Point annotation data:
★ ★ ★
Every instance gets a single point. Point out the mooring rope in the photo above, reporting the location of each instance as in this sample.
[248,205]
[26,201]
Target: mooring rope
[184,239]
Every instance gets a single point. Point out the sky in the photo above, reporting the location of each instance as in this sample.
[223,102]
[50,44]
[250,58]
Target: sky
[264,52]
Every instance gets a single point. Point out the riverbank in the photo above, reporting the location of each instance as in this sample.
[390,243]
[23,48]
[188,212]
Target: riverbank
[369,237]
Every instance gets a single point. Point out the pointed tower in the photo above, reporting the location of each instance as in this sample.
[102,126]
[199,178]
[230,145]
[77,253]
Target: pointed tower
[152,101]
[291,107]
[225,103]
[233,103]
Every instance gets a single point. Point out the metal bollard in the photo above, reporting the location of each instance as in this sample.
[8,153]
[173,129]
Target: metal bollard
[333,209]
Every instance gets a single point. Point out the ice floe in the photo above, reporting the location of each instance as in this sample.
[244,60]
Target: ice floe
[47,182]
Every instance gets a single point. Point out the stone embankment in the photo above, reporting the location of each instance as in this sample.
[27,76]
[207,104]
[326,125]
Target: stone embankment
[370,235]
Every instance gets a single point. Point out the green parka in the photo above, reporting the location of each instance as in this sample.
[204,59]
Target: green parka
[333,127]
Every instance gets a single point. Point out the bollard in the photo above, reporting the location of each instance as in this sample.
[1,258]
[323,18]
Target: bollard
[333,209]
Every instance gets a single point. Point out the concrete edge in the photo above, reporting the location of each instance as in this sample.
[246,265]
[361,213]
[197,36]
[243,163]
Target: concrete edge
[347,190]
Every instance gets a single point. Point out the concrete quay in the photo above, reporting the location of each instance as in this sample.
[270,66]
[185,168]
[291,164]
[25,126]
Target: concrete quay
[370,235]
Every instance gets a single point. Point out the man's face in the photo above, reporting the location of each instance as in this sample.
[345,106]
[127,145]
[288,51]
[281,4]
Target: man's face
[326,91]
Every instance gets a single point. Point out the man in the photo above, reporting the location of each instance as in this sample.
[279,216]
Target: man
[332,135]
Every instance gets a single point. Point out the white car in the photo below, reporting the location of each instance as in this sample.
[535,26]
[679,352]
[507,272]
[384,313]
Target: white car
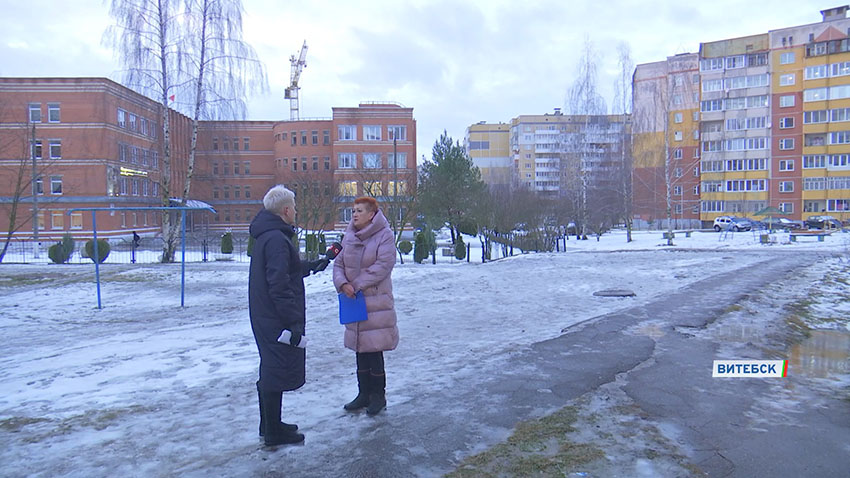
[731,223]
★ ★ ★
> THE TASK
Render every line of the listing above as a JSON list of strings, one string per line, skipping blank lines. Leave out the pictures.

> FULL OUTPUT
[
  "Every instance gets a single point. Point out the mooring rope in the photo above, reporting the location of each instance as in this sample.",
  "[248,205]",
  "[26,201]",
  "Target: mooring rope",
  "[184,239]",
  "Every instance gets a single point. Point out the sky in the photo above, reporting the location of each instance as in this sample.",
  "[223,102]",
  "[50,44]",
  "[250,58]",
  "Target: sky",
  "[264,52]",
  "Every instance gets a single point. Point out the riverbank in the photo above, reporting the location of each instance as in this sample.",
  "[390,243]",
  "[23,48]",
  "[188,212]",
  "Target: riverbank",
  "[369,237]",
  "Every instance gets a single point. Point out the pointed tower in the photo above, reporting the location of each instance as in this sample.",
  "[102,126]",
  "[199,178]",
  "[230,145]",
  "[77,253]",
  "Target: pointed tower",
  "[152,101]",
  "[291,107]",
  "[225,103]",
  "[233,103]",
  "Every instance gets a single point. Point out the metal bollard in the photo above, reporting the location of each instance as in this sample.",
  "[8,153]",
  "[173,129]",
  "Target: metal bollard",
  "[333,209]",
  "Every instance gets a single point. Point out the ice floe in the photo above, reporting the location of each instance as in this sample.",
  "[244,60]",
  "Target: ice floe",
  "[47,182]",
  "Every instance gets a single point. Point out the stone embankment in the photo above, reporting the location of each instance as in this sample.",
  "[27,76]",
  "[207,104]",
  "[326,125]",
  "Target: stone embankment",
  "[370,235]",
  "Every instance gets a single point. Point out the green parka in the photo above, reporting the location of each instance as in this sample.",
  "[204,59]",
  "Target: green parka",
  "[333,127]",
  "Every instance gets a single point. Point out the bollard in the photo above, reporting the location of each instance as in this sample.",
  "[1,258]",
  "[323,18]",
  "Target: bollard",
  "[333,209]",
  "Every instance gets a single point. Point out the concrete edge in the photo above, reporting the location of each instance as in this sample.",
  "[246,265]",
  "[361,213]",
  "[197,36]",
  "[243,163]",
  "Target: concrete edge",
  "[347,190]",
  "Every instance gets a single point. Point out the concrete quay in the photo above, reporting the location of each instance as in this sample.",
  "[270,66]",
  "[185,168]",
  "[291,164]",
  "[25,126]",
  "Target: concrete quay",
  "[370,235]",
  "Every instance gets a single point. Point out the man's face in the photo above, reporting the location of each instance as in this sample.",
  "[345,106]",
  "[127,145]",
  "[288,51]",
  "[281,4]",
  "Target: man's face",
  "[326,91]",
  "Every instance gets a single point. Point out the man in the photo above, reporting the location of each instance as in this sample.",
  "[279,216]",
  "Target: man",
  "[332,135]",
  "Every instance gets a single point. Point out the white car in the photo below, reporting the location of each instance as in this sample.",
  "[535,26]",
  "[679,352]",
  "[507,272]",
  "[384,313]",
  "Target: white car",
  "[731,223]"
]